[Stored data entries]
━━━━━━━━━━

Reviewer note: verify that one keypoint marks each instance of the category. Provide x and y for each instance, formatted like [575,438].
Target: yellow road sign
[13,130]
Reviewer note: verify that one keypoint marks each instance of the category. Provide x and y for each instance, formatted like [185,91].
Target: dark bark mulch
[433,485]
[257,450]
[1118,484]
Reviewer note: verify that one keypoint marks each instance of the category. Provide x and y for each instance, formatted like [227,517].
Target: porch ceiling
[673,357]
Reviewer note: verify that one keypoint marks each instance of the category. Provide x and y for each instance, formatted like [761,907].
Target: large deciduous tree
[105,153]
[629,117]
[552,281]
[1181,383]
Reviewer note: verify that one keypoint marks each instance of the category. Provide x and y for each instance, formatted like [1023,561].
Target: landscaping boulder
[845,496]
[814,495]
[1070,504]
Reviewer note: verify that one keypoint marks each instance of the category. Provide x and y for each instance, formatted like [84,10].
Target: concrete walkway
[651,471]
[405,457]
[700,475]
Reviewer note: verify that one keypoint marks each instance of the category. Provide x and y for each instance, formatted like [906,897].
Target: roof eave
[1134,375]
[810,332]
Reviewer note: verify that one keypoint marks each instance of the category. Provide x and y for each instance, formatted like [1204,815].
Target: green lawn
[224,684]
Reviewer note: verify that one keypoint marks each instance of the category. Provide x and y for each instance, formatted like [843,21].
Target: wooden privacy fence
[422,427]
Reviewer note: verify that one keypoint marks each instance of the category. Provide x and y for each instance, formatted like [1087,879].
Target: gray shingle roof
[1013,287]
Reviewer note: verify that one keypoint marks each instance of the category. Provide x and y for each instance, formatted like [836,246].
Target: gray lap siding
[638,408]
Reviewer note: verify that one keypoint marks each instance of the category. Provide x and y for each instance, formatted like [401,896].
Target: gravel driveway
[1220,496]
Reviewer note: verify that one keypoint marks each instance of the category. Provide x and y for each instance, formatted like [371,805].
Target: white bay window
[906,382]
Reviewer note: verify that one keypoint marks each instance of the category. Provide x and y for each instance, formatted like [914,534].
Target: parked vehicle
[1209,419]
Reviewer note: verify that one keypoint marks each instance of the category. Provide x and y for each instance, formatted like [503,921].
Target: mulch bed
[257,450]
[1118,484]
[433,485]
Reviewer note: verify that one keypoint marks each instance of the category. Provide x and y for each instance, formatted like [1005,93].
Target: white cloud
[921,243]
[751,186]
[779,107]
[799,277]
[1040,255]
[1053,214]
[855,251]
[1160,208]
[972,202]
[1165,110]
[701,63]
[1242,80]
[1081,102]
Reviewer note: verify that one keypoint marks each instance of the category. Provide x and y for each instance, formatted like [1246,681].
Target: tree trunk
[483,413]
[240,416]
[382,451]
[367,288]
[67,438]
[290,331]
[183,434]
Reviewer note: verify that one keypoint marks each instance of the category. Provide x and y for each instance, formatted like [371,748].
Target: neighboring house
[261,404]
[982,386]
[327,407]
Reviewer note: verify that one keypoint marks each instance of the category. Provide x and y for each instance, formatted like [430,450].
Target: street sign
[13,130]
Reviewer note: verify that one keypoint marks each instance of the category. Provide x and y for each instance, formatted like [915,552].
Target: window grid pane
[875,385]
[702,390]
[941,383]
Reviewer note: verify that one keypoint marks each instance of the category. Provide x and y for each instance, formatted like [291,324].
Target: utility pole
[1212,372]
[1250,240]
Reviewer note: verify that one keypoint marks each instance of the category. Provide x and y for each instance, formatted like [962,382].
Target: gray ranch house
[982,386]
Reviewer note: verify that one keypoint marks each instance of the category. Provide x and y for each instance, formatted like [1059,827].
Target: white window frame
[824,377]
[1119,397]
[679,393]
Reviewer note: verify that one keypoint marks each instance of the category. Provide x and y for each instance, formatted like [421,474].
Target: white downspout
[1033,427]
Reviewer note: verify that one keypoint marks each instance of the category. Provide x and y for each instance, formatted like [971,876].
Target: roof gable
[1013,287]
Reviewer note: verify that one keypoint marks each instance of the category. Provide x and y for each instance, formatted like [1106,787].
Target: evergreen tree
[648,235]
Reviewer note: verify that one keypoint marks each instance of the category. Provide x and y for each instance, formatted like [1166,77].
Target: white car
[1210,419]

━━━━━━━━━━

▸ DIRECTION: Would you give the material above again, complete and exact?

▸ RIGHT ANSWER:
Reviewer note: verify that one keypoint marks each instance of the category. Provide x and y for each instance, formatted like [575,438].
Target: yellow road sign
[13,130]
Reviewer note: verify that one keypoint marks each instance of the category. Provide x and y for each instance, formatted like [185,91].
Target: dark bark mulch
[433,485]
[257,450]
[1118,484]
Reviewer note: verify that one keypoint marks each instance of the category. Provide x and y for each instance, formatted like [227,517].
Target: porch ceiling
[673,357]
Reviewer note: verify that one keypoint marks each instance of the category. Provide x and y for each instance, formatted like [761,907].
Target: large deciduous tree
[105,153]
[629,117]
[552,281]
[1181,383]
Reviewer note: verify that one keypoint marks each instance of the category. Provide x and y for each instance, formatted like [1023,561].
Target: landscaping boulder
[845,496]
[814,495]
[1070,504]
Reviewer note: verify that one keypoint marks each instance of the category. Provide x and y for each instance, formatted like [84,10].
Target: concrete walkway
[651,471]
[405,457]
[700,475]
Reviewer note: verify that one keypoint marks each instance of the category. Provide x and y for each instance, formatted like [906,897].
Target: roof eave
[1134,375]
[810,332]
Reviewer note: verify that one keypoint marks each instance of the category. Provide x and y for each instance, formatted like [1204,815].
Target: green lawn
[224,684]
Reviewer note: verify that one keypoint marks each instance of the category. Provide x and y for each instance, formatted like [843,21].
Target: wooden privacy fence
[422,427]
Reviewer note: verify that one keypoint marks each instance of the category. Provide x and y for each instance, formatted like [1087,879].
Target: gray shingle roof
[1013,287]
Reviewer note: verify that one keypoint marks each instance of the category. Provide x and y for each instance, formatted like [836,246].
Target: gray lap siding
[638,408]
Reviewer note: verify that one keypoint marks each instance of the category. Provide x and y for each instance, formatted like [401,896].
Target: gravel driveway
[1220,496]
Reviewer note: verify that one keypoint marks each instance of the category. Provide x and y for each instance, formatted like [371,805].
Target: white bay window
[906,382]
Reviewer note: verify that one keypoint marks each instance of the category. Provide x and y for each instance, formatted like [914,534].
Target: parked vehicle
[1209,419]
Reviewer note: verify that one keypoint marks each instance of the category. Provide x and y for each instance, formatted like [503,921].
Target: mulch bed
[257,450]
[1118,484]
[433,485]
Reviewer note: verify that one keypoint marks each instance of the category. Provide x and y for each instance, formatted like [1005,93].
Target: white cloud
[921,243]
[751,186]
[779,107]
[799,277]
[1040,255]
[1053,214]
[855,251]
[1160,208]
[972,202]
[1165,110]
[701,63]
[1242,80]
[1081,102]
Reviewer note: verify that one keypoint marks each instance of the category. Provide x and y for each instance, formatted like [1246,681].
Target: tree trunk
[483,413]
[240,416]
[382,451]
[367,288]
[67,438]
[290,331]
[183,434]
Reviewer note: verify that one keypoint marks each instance of the category. Provide x and y for each instance, formatted like [371,748].
Target: neighboring house
[261,404]
[982,386]
[327,407]
Reviewer note: verify that one keypoint marks each instance of the category. Provide x and y for each instance, formatted like [430,450].
Target: street sign
[13,130]
Reviewer note: verify that one keypoint marks each instance of the category. Provide x and y for each instance, formatted like [915,552].
Target: window grid pane
[875,385]
[702,390]
[941,383]
Reviewer note: verify that one keypoint marks each instance of the category. Provide x and y for each instance, formatted like [291,324].
Target: utility pole
[1212,372]
[1250,240]
Reviewer note: verify that one keypoint marks each instance of the category. Provide x and y for each instance, formatted like [962,382].
Target: gray ranch house
[982,386]
Reviewer note: verify that one keypoint marks each instance of the category. Provide x and y for each instance, formatted like [1059,827].
Target: white window frame
[824,377]
[1119,397]
[679,393]
Reviewer note: verify that one keypoint marks each instance of the category. Provide x and y for each instance, formatted like [421,474].
Target: white downspout
[1033,427]
Reviewer note: verify that one keypoint marks each instance of the category. Provide x and y for each instance, formatted like [971,876].
Target: roof gable
[1013,287]
Reviewer note: verify that one keypoint marks each instance of the category. Provide x and y for each instance, formatted like [1106,787].
Target: evergreen tree
[648,235]
Reviewer note: verify that one keypoint marks each instance of the category. Provide x and y for each instance, formatted like [1166,77].
Target: white car
[1210,419]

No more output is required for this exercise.